* Begin *
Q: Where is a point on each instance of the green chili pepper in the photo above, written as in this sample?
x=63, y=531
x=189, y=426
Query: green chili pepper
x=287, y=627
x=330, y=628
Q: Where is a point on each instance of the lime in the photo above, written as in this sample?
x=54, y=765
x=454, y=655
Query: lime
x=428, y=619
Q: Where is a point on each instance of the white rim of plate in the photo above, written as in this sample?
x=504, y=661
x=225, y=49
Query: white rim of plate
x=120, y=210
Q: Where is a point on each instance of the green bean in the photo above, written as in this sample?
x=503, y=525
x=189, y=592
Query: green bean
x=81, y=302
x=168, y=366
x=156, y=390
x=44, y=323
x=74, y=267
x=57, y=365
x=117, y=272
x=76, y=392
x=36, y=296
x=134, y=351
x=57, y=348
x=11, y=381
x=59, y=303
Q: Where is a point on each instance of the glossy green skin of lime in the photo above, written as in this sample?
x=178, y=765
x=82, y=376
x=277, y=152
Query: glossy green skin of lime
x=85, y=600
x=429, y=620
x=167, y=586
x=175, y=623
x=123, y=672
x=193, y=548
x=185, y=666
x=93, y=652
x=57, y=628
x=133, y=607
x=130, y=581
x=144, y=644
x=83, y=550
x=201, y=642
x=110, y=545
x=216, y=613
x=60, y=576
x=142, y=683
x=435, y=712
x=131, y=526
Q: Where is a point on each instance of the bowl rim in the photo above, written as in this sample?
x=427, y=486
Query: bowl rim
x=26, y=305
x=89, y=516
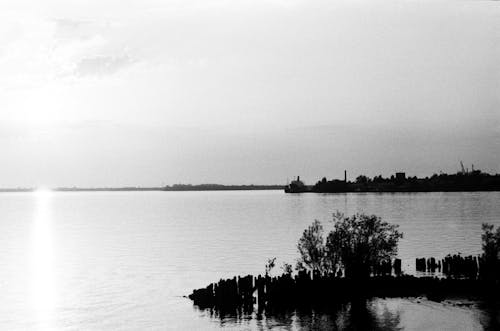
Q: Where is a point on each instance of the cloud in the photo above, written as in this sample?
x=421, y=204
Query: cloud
x=102, y=65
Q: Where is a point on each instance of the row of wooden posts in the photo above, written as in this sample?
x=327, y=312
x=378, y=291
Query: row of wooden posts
x=452, y=266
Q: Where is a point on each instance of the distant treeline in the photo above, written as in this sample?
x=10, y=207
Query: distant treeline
x=219, y=187
x=462, y=181
x=175, y=187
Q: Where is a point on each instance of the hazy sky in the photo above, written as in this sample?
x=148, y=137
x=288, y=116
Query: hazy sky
x=150, y=92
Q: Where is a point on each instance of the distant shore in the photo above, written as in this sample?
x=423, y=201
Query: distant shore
x=173, y=188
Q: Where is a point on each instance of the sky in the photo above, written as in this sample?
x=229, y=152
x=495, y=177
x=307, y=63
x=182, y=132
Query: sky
x=146, y=92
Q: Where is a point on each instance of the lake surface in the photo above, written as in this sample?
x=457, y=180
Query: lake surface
x=123, y=260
* End *
Objective — Edit the rows from the start of the records through the line containing "x=59, y=303", replacing "green bean" with "string bean" and leaving everything else unchanged.

Complete response —
Q: Where is a point on each instance of the green chili pepper in the photo above, written as in this sample?
x=63, y=531
x=189, y=426
Query: green chili pepper
x=287, y=627
x=330, y=628
Q: Where is a point on each instance of the lime in the photo above, written as in this sample?
x=54, y=765
x=454, y=655
Query: lime
x=428, y=619
Q: Where is a point on each instance of the white rim of plate in the photo above, written as in this sample?
x=504, y=661
x=225, y=49
Query: white rim of plate
x=120, y=210
Q: Where is a point on each instance of the string bean in the photo above, written as in this sample?
x=503, y=525
x=189, y=592
Query: string bean
x=81, y=302
x=168, y=366
x=156, y=390
x=44, y=323
x=74, y=267
x=57, y=365
x=117, y=272
x=76, y=392
x=36, y=296
x=134, y=351
x=57, y=348
x=11, y=381
x=59, y=303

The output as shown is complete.